#### [Excerpted text]
Even before the onset of the international refugee crisis, the majority of immigrants settling in Copenhagen and across Denmark came from Muslim-majority countries, excluding those migrating from other countries within the European Union. Generally, most of these migrants made Nørrebro their home by following the footsteps of friends and family members who made the move before them. Hoping for a warm embrace from their new Danish neighbors, many received quite the opposite introduction to their new country.
Immigrant communities, particularly those from predominantly Muslim nations, have received a cold shoulder from some Danes who have failed to welcome immigrants with open arms. A 1995 survey found that 37% of Danes did not want a Muslim neighbor, while 64% did not want a family member to marry a Muslim. To make matters more difficult, the government passed a string of strict immigration laws after 2001 and showed little interest in pursuing integration programs. 2007 and 2008 saw several violent demonstrations in Nørrebro, mostly by young immigrant men not only airing frustrations with the Danish government, but also calling for spaces of their own when community centers were either closed or demolished. Frequent police stops and lack of support for immigrant communities had the neighborhood on edge, while miscommunication and lack of public space devoted to immigrants remained a reality.

#### [Supplied data]

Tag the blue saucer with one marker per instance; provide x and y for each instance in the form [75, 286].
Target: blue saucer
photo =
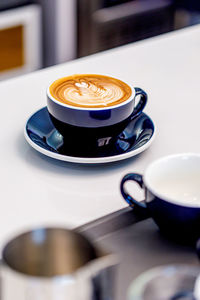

#### [Task brief]
Write the next part of the passage about immigrant communities in Copenhagen's Nørrebro district, picking up after its final sentence.

#### [Answer for this exercise]
Not much has changed for Denmark’s immigrant community since the 2008 riots; in fact, the environment may even be more inhospitable today. Like other European countries, Denmark has not been immune to the rise of far-right political parties riding on the coattails of Brexit and Donald Trump’s election. The Danish strain of xenophobia and Euro-skepticism stems from the Dansk Folkeparti, otherwise known as the Danish People’s Party (DPP). After garnering just over 20% in the 2015 general election, DPP held a serious position within the governing coalition but has since lost a significant amount of support. Most of the DPP’s backing is now shifting toward formerly center-right parties that have taken harder, more conservative stances on issues like immigration. Many former DPP sympathizers are now seated in parliament through the center-right Venstre party of current Prime Minister Lars Løkke Rasmussen.
Inger Støjberg, one of Venstre’s notoriously conservative members, has come under fire for several policies she passed during her tenure as the Minister for Integration, Denmark’s highest post in charge of coordinating immigration policy. In a March 2017 Facebook post, Støjberg posed with a luxurious chocolate cake, topped with fruit, an artfully executed Danish flag, and the number fifty taking up the center of the dessert. The ‘50’ represented the 50th tightening measure of Danish immigration law, and Støjberg beamed from ear-to-ear smiling at the camera. In a subsequent interview with Jyllands Posten, a leading Danish newspaper, Støjberg said that she did not understand the criticism the post received, claiming that any political victory was worth celebration. At least Støjberg thought it important to mention she ordered and purchased the cake on her own.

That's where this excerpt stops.